## Instructions for the task
Print the part of the article below on Petrobras borrowing from Chinese banks from "Additionally, the company" to "finance and procurement.", word for word.

Petrobras (PBR), Brazil’s state-owned oil and gas company, is tapping Chinese banks to finance its deepwater oil expansion in order to strengthen ties with the world's second-largest economy, per a Bloomberg report.
According to the report, Petrobras is actively engaging with Chinese financial institutions to secure loans not only for itself but also for its equipment and service suppliers. The company’s chief financial officer, Sergio Caetano Leite, emphasized the objective of ensuring ample and affordable capital for deepwater oil ventures in Brazil's South Atlantic. Chinese financial institutions already contribute more than a quarter to Petrobras' loans. Leite expects this proportion to increase in the future despite the company's commitment to maintaining total liabilities below $65 billion. This initiative aligns with PBR's rapid growth and expansion plans.
The recent agreements with China Development Bank and the Bank of China reinforce the growing financial collaboration. The move coincides with Brazil’s president Luiz Inacio Lula da Silva's pursuit of Chinese investments to reindustrialize the country’s economy. China stands as Brazil's largest trading partner, accounting for nearly a third of its total exports.
Many of Petrobras' critical Floating Production, Storage and Offloading (FPSO) vessels are sourced from Chinese shipyards. This proximity facilitates access to Chinese loans, crucial for vessels costing up to $3.5 billion each. Moreover, Chinese banks are set to support Petrobras in financing renewable energy endeavors, highlighting a broader commitment to sustainable energy solutions.
Additionally, the company boasts the largest and most rapidly expanding FPSO fleet worldwide. According to Leite, PBR plans to incorporate an additional 14 FPSOs by the end of 2027. This goal could be achieved more cost-effectively if the company’s suppliers enjoy improved access to credit. Petrobras is also exploring the possibility of establishing a Chinese subsidiary in the coming year, with a focus on finance and procurement.
Zacks Rank & Key Picks
Currently, PBR carries a Zack Rank #3 (Hold).
Some better-ranked players in the energy sector are Range Resources Corporation RRC, currently sporting a Zacks Rank #1 (Strong Buy), and Baker Hughes Company BKR and Core Laboratories Inc CLB, each carrying a Zacks Rank #2 (Buy) at present. You can see the complete list of today’s Zacks #1 Rank stocks here.

## Recorded information

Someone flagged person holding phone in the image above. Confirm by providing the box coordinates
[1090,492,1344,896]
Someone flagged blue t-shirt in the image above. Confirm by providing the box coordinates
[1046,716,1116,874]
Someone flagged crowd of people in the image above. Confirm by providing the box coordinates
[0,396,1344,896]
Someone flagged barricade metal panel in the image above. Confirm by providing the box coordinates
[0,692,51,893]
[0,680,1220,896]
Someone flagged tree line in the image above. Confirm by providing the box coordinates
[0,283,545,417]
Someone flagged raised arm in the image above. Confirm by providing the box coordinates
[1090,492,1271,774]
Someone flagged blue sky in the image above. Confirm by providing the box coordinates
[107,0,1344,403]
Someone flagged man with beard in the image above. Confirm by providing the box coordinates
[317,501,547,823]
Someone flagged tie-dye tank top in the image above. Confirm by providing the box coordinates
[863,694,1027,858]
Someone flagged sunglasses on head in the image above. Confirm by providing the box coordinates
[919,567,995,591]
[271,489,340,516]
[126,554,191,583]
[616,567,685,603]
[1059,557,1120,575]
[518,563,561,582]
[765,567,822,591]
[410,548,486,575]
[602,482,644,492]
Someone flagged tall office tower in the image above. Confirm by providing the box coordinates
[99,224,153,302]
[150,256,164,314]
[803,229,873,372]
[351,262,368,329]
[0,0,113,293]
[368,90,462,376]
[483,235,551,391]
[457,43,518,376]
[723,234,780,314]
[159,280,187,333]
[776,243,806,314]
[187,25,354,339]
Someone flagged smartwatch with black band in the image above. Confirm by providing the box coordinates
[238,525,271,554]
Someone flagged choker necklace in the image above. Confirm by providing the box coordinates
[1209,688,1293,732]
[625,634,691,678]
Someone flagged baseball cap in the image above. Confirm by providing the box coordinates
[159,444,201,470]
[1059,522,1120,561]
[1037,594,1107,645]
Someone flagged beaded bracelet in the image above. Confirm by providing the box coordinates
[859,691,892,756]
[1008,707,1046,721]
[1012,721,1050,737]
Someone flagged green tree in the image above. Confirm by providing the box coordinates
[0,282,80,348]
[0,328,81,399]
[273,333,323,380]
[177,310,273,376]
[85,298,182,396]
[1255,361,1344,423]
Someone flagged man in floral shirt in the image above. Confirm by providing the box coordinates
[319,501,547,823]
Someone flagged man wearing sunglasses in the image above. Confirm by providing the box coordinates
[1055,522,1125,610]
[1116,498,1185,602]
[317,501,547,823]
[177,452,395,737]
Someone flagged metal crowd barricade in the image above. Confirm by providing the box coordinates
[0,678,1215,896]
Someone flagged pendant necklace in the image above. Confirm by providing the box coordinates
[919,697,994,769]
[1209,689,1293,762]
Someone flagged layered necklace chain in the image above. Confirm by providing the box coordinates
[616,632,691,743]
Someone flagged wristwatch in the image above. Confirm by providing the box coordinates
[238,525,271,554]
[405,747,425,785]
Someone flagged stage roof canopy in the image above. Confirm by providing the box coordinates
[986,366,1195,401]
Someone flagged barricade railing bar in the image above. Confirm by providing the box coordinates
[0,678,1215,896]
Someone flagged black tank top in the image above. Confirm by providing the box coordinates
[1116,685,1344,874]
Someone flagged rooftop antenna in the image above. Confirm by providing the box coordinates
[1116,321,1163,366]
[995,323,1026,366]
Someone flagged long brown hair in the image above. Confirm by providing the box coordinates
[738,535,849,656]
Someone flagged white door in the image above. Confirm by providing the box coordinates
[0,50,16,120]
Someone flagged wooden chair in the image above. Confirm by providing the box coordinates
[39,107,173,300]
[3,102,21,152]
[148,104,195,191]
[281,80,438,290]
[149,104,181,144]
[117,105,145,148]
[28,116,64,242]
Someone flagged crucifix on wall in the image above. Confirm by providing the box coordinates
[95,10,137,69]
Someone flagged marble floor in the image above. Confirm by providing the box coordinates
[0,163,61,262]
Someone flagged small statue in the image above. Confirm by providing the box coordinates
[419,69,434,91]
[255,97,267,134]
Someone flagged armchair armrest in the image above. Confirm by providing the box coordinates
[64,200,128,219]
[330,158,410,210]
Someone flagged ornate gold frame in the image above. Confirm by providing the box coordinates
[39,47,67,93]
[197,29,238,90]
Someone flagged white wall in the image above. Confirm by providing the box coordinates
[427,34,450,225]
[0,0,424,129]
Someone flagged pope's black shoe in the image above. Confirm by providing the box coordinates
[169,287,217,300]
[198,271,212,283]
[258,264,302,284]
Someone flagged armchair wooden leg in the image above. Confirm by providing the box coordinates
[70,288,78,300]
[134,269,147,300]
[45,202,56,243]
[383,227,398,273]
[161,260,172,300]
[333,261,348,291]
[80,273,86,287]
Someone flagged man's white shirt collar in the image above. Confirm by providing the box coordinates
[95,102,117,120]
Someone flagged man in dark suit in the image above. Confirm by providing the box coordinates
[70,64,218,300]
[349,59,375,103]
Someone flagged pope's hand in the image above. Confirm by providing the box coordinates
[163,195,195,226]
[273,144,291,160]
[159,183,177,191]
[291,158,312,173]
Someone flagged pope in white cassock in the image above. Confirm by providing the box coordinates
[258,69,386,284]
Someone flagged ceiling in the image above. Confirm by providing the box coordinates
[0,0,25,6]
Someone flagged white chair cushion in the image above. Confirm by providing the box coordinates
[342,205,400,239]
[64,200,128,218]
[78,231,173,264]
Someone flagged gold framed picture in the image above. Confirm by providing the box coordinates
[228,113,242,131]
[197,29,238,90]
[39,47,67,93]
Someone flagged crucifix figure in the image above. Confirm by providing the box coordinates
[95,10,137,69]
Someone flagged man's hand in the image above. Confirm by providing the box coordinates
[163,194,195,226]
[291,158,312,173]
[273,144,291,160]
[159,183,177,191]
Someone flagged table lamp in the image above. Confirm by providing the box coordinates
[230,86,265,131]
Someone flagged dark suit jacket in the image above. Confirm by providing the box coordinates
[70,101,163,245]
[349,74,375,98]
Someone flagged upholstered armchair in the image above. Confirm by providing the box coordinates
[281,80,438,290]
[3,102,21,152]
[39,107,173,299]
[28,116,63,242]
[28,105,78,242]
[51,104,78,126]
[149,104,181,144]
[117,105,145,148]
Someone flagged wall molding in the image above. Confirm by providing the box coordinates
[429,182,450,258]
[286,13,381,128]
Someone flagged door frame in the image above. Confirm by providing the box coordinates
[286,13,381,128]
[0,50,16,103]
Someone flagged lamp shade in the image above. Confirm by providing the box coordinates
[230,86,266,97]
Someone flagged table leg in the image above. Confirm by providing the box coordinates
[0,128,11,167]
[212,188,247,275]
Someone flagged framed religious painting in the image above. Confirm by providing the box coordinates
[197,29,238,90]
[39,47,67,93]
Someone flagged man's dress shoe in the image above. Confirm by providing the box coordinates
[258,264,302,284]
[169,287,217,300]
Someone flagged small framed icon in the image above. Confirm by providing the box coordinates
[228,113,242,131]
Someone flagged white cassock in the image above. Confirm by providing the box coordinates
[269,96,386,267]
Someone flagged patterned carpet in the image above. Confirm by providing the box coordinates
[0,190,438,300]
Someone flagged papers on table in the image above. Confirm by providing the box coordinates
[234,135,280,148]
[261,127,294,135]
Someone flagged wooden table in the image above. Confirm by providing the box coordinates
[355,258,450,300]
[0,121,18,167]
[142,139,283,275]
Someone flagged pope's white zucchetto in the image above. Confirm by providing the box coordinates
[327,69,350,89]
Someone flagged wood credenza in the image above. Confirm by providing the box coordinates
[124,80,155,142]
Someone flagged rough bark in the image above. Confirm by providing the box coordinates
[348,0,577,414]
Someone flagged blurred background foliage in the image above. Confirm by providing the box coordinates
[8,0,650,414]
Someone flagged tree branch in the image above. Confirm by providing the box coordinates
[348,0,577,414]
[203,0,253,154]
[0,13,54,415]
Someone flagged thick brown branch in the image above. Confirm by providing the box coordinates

## Worked solution
Additionally, the company boasts the largest and most rapidly expanding FPSO fleet worldwide. According to Leite, PBR plans to incorporate an additional 14 FPSOs by the end of 2027. This goal could be achieved more cost-effectively if the company’s suppliers enjoy improved access to credit. Petrobras is also exploring the possibility of establishing a Chinese subsidiary in the coming year, with a focus on finance and procurement.